Region pointing data:
== == ==

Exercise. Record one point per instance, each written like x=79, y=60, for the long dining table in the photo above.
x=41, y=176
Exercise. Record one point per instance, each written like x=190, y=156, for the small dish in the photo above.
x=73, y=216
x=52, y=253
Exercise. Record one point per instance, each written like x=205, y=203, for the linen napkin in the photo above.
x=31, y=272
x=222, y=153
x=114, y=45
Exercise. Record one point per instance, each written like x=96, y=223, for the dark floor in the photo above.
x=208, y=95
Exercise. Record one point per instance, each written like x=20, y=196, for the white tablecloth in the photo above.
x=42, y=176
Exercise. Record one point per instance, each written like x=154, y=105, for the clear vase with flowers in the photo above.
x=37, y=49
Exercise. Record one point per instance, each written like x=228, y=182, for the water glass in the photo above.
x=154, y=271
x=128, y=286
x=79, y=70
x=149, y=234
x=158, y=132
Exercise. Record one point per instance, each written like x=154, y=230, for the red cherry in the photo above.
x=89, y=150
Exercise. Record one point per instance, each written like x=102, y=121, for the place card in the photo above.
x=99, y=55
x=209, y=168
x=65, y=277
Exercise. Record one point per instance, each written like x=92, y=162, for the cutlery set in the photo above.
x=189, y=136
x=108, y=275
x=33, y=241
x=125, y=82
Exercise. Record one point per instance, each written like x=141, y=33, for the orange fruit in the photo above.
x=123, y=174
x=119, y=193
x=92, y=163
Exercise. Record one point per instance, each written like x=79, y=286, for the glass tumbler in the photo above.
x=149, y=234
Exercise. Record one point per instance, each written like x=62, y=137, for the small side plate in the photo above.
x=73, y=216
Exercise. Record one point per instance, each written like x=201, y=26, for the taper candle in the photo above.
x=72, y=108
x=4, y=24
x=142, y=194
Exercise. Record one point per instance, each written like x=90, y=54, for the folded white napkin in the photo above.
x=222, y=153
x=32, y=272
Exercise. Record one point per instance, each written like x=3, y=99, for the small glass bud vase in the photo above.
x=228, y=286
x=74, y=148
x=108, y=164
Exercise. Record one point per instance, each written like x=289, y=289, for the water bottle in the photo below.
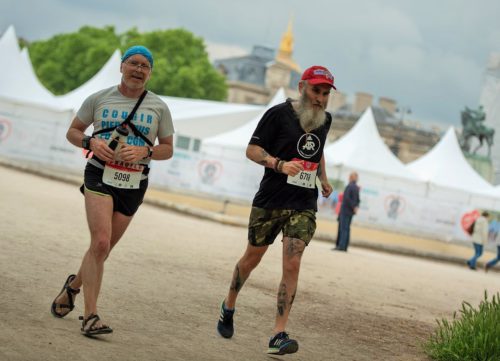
x=118, y=138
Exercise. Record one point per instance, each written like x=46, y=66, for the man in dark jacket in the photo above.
x=349, y=208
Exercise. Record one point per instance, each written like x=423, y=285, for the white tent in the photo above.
x=450, y=177
x=203, y=119
x=106, y=77
x=362, y=149
x=235, y=141
x=445, y=165
x=21, y=83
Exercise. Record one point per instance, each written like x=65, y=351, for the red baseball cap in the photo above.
x=318, y=75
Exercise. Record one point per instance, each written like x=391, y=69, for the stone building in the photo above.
x=254, y=78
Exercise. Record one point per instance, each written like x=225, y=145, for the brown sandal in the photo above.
x=90, y=329
x=71, y=292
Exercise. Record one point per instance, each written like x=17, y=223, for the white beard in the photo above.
x=310, y=117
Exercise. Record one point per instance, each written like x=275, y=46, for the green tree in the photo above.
x=181, y=65
x=66, y=61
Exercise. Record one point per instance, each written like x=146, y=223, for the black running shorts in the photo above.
x=125, y=201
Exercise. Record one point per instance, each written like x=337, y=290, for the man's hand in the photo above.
x=101, y=150
x=326, y=189
x=292, y=167
x=132, y=153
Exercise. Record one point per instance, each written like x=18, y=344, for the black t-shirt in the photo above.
x=280, y=134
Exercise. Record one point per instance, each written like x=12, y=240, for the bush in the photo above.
x=474, y=336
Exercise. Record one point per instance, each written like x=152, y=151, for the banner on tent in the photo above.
x=41, y=139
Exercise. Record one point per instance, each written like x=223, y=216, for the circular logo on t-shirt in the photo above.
x=308, y=145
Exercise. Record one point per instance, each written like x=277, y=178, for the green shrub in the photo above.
x=474, y=336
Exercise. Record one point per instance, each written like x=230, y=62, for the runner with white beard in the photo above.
x=288, y=142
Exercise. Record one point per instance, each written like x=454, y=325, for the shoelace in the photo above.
x=283, y=336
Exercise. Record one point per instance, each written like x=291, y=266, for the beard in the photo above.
x=310, y=117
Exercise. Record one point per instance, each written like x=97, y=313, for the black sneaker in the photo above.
x=281, y=344
x=225, y=324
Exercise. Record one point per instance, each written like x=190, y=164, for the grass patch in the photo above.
x=472, y=335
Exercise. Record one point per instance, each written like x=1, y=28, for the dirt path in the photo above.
x=165, y=280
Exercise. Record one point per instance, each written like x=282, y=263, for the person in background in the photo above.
x=479, y=238
x=349, y=207
x=495, y=239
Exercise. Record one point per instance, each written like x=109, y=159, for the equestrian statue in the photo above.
x=473, y=126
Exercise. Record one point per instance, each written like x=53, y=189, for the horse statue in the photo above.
x=472, y=126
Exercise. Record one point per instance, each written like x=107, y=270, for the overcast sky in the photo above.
x=427, y=55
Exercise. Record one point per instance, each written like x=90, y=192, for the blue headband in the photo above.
x=138, y=49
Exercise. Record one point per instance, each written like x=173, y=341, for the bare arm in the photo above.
x=75, y=135
x=163, y=150
x=259, y=155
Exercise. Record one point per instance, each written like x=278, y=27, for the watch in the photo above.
x=150, y=153
x=86, y=142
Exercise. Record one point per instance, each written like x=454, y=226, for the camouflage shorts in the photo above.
x=265, y=225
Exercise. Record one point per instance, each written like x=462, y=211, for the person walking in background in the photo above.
x=116, y=177
x=479, y=238
x=288, y=142
x=349, y=207
x=494, y=239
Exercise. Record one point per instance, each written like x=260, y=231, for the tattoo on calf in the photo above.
x=282, y=299
x=237, y=281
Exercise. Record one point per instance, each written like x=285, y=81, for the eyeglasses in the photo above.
x=136, y=64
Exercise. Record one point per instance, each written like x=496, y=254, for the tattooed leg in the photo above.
x=242, y=271
x=292, y=253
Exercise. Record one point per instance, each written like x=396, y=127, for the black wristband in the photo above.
x=275, y=168
x=86, y=142
x=281, y=163
x=150, y=153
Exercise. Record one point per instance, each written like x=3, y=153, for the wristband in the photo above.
x=275, y=168
x=281, y=163
x=150, y=153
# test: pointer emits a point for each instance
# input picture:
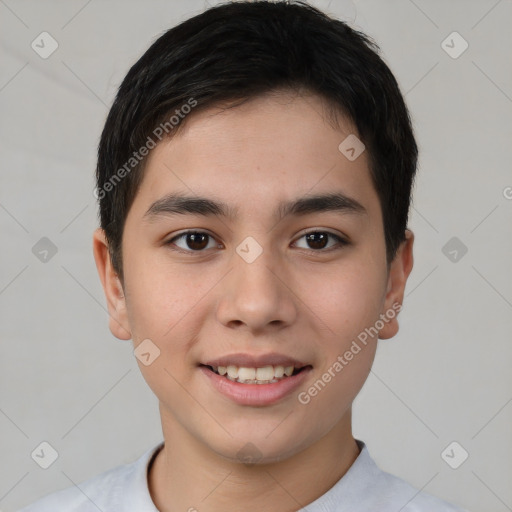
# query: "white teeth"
(233, 371)
(278, 371)
(264, 375)
(246, 373)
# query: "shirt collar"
(351, 485)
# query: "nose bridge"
(254, 295)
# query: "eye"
(194, 241)
(318, 240)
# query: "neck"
(187, 475)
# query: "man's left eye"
(318, 240)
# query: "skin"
(296, 299)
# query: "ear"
(116, 302)
(399, 271)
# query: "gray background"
(446, 377)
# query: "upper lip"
(255, 360)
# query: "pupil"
(317, 240)
(194, 238)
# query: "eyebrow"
(180, 204)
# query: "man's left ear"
(399, 271)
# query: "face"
(252, 282)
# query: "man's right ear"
(116, 302)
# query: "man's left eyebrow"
(180, 204)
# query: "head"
(298, 249)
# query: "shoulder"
(407, 498)
(366, 488)
(85, 497)
(389, 492)
(108, 491)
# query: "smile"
(264, 375)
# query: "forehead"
(266, 151)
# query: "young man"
(254, 178)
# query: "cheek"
(347, 300)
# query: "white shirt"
(363, 488)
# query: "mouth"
(269, 374)
(256, 380)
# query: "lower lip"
(255, 394)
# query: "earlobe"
(112, 286)
(399, 271)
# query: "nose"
(256, 296)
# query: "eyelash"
(341, 242)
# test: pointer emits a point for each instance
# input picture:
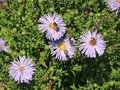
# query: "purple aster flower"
(53, 26)
(62, 49)
(113, 4)
(92, 43)
(22, 69)
(2, 45)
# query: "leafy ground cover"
(19, 26)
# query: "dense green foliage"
(19, 26)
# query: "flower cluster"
(54, 28)
(22, 69)
(2, 45)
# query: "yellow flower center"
(21, 68)
(53, 25)
(62, 46)
(92, 42)
(118, 1)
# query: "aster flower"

== == ==

The problem: In the copy, include exactly the lines from the one with "calf in the photo above." through the final line of the data, both ends included, and no pictures.

Answer to this problem:
Exercise. Record one point per instance, each written like x=260, y=231, for the tattoo on calf in the photo above.
x=282, y=299
x=237, y=281
Exercise. Record one point per instance, each written like x=285, y=81, for the eyeglasses in the photo above.
x=136, y=64
Exercise. Record one point per instance, each written like x=496, y=254, for the tattooed leg in the photo above.
x=242, y=271
x=292, y=253
Exercise. Record one point per instance, each written like x=396, y=127, for the black wristband in the photo above.
x=275, y=168
x=86, y=142
x=281, y=163
x=150, y=153
Exercise. Record one point per instance, each written like x=3, y=153, for the wristband in the photo above.
x=275, y=168
x=281, y=163
x=150, y=153
# test: pointer emits a point for each instance
# input picture:
# query: "white teeth"
(233, 371)
(278, 371)
(264, 375)
(246, 373)
# query: "shirt collar"
(351, 485)
# query: "nose bridge"
(254, 295)
# query: "eye"
(194, 241)
(318, 240)
# query: "neck"
(187, 475)
# query: "man's left eye"
(318, 240)
# query: "skin"
(296, 299)
# query: "ear"
(116, 302)
(399, 271)
# query: "gray background"
(446, 377)
# query: "upper lip"
(255, 360)
# query: "pupil"
(317, 240)
(194, 238)
# query: "eyebrow"
(180, 204)
# query: "man's left ear"
(399, 271)
# query: "face"
(252, 282)
# query: "man's right ear"
(116, 302)
# query: "man's left eyebrow"
(180, 204)
# query: "head"
(298, 249)
# query: "shoulder"
(407, 498)
(366, 488)
(85, 497)
(389, 492)
(108, 491)
# query: "smile"
(264, 375)
# query: "forehead"
(266, 151)
# query: "young man"
(254, 178)
# query: "cheek"
(347, 300)
# query: "white shirt"
(363, 488)
# query: "mouth"
(269, 374)
(256, 380)
# query: "lower lip"
(255, 394)
# query: "earlobe"
(112, 286)
(399, 271)
# query: "nose"
(256, 296)
# query: "eyelash"
(341, 242)
# test: pointer emits a point for each instance
# input picture:
# query: "purple aster flower"
(53, 26)
(62, 49)
(113, 4)
(92, 43)
(22, 69)
(2, 45)
# query: "leafy ground cover"
(19, 26)
# query: "dense green foliage"
(19, 26)
# query: "flower cluster"
(54, 28)
(22, 69)
(2, 45)
# query: "yellow flower center"
(21, 68)
(53, 25)
(62, 46)
(92, 42)
(118, 1)
# query: "aster flower"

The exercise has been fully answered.